■ **Action item**
What is needed is an exact transcription of every record, minus the pictures.

■ **Given data**

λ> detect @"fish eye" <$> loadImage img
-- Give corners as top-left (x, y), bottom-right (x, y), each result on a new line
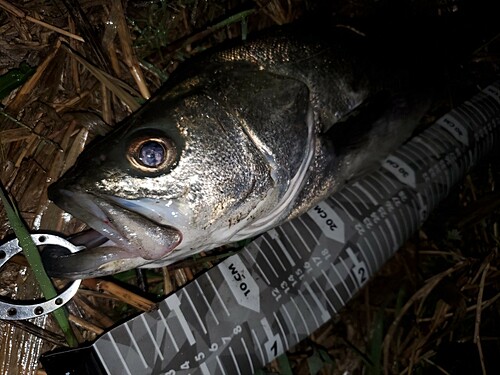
top-left (127, 136), bottom-right (177, 172)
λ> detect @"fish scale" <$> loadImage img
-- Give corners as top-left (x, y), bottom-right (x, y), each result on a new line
top-left (45, 28), bottom-right (426, 277)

■ **Response box**
λ> detect @"fish eye" <$> loadImage img
-- Give corners as top-left (x, y), bottom-right (x, y), each result on a new line
top-left (127, 136), bottom-right (177, 172)
λ> detect @"fish scale" <$> loadImage img
-- Give corners as top-left (x, y), bottom-right (x, y), each result on a new line
top-left (45, 28), bottom-right (426, 277)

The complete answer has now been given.